> [Data provided]:
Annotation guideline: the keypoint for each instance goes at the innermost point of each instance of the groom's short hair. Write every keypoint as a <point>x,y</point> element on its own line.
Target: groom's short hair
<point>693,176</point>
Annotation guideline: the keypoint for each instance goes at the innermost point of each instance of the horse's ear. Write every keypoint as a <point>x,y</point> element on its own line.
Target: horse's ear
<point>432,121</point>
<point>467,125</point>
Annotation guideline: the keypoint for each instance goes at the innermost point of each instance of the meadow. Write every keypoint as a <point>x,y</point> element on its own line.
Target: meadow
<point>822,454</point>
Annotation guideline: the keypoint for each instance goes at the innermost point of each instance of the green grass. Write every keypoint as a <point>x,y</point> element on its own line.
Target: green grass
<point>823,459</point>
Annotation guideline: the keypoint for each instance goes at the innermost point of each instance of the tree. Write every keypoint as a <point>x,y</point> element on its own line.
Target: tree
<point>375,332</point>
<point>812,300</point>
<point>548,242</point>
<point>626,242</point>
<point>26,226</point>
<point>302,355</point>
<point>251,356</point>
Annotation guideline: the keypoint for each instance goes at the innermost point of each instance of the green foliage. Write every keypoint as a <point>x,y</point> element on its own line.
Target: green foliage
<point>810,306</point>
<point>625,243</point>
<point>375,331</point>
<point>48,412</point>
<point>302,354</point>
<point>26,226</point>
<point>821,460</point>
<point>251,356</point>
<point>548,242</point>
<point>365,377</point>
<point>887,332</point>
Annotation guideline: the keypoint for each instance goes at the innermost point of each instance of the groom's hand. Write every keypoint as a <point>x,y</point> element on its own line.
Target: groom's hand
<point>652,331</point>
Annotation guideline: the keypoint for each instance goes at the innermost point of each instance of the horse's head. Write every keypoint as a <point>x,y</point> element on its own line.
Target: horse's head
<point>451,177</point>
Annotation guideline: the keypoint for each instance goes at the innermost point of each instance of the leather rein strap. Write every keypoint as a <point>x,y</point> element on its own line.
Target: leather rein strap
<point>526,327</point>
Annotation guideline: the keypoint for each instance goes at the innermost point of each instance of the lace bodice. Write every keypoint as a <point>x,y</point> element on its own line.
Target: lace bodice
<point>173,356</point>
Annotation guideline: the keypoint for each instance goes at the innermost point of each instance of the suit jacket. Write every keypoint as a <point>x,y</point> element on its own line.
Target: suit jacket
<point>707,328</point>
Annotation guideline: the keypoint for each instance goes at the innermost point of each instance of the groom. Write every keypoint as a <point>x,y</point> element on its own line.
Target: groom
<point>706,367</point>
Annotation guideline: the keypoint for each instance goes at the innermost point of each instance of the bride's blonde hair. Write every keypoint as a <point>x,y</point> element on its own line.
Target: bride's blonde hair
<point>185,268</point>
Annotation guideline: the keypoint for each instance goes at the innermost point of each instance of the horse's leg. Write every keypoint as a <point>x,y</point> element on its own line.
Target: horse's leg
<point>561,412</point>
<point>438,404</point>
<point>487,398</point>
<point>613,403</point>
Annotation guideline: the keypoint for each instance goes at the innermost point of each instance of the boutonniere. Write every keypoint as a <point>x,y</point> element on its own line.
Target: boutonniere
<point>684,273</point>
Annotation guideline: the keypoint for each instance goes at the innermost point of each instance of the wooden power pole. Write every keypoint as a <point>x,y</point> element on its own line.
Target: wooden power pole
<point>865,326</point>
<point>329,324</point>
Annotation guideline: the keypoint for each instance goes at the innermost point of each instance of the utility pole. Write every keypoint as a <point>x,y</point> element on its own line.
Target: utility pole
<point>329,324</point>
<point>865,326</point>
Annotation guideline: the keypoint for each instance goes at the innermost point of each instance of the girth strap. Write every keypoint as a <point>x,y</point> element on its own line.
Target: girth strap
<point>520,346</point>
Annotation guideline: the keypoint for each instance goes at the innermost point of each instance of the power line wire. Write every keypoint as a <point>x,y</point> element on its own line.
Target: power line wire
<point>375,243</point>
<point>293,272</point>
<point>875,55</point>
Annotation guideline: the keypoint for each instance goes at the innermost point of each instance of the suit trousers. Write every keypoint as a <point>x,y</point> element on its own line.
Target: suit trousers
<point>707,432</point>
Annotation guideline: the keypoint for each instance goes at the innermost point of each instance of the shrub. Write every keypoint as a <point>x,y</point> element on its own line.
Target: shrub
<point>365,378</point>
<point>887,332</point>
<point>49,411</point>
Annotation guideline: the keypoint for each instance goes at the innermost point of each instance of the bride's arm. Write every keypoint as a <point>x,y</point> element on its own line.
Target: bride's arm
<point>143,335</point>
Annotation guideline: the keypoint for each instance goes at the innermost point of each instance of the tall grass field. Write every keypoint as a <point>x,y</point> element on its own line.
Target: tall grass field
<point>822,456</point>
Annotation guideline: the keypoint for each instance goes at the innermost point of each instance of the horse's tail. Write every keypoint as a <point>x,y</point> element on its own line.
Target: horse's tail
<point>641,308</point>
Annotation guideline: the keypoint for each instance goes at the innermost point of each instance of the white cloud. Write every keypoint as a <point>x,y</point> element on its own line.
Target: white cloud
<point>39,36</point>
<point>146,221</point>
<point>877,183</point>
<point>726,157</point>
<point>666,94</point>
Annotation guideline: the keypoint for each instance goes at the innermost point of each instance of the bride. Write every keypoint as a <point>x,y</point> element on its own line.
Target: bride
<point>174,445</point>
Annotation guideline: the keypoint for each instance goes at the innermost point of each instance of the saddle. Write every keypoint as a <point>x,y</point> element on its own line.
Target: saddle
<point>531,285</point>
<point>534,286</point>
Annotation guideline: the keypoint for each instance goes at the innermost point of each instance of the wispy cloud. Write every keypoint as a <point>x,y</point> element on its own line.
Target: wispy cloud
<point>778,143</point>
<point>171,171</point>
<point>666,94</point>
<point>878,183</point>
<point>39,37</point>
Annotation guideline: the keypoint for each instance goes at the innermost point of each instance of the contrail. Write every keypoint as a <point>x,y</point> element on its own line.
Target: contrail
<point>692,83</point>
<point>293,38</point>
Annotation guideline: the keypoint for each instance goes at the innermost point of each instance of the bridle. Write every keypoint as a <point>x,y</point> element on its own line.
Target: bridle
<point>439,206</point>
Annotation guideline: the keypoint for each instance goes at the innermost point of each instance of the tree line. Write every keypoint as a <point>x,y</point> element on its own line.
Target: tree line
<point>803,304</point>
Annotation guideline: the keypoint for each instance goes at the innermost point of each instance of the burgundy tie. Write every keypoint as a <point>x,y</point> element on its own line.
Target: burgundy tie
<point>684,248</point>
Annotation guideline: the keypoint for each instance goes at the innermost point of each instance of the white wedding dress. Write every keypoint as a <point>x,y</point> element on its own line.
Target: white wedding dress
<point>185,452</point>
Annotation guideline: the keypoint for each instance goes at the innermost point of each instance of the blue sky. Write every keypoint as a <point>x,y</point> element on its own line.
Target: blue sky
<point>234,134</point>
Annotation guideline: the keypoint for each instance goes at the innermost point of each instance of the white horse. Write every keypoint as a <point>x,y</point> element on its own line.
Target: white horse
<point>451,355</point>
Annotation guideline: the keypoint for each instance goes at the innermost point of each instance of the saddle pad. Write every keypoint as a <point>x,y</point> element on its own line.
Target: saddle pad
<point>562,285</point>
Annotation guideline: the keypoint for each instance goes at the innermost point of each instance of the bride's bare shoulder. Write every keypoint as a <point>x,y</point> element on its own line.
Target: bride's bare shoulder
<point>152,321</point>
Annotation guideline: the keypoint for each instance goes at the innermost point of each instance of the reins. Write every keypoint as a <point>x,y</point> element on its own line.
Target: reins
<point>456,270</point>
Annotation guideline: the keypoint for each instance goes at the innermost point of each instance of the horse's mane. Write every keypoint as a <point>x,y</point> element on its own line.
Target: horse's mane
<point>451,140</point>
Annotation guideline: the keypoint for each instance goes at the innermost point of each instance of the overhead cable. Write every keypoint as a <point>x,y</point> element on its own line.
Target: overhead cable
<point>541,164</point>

> [Instructions to follow]: Exactly repeat the lines above, from the opening line through the one with "the green foliage.", and include nothing else.

> [Expected answer]:
Annotation guideline: the keypoint for each instance goes at the innermost point of each instance of the groom's short hair. Write every keypoint as a <point>x,y</point> element on its own line.
Target: groom's short hair
<point>693,176</point>
Annotation guideline: the keypoint for each instance goes at the innermost point of each instance of the horse's ear. Write every keypoint as a <point>x,y</point> element on its own line.
Target: horse's ear
<point>432,121</point>
<point>467,125</point>
Annotation guideline: the keypoint for each instance goes at the innermost point of each instance of the meadow. Write every keypoint as a <point>x,y</point> element on its own line.
Target: meadow
<point>822,454</point>
Annotation guideline: the keypoint for each instance goes at the innermost point of each instance of the green grass. Write every keypoint as a <point>x,y</point> element on its own line.
Target: green grass
<point>823,459</point>
Annotation guideline: the keypoint for each instance goes at the innermost point of each instance of the tree. Write every keypoint as a <point>x,y</point> element on its own line.
Target: tree
<point>375,332</point>
<point>812,300</point>
<point>548,242</point>
<point>626,242</point>
<point>26,226</point>
<point>302,355</point>
<point>251,356</point>
Annotation guideline: the keypoint for each instance goes at the innermost point of each instance of the green foliage. Write every keypoint as a <point>x,y</point> element on its own line.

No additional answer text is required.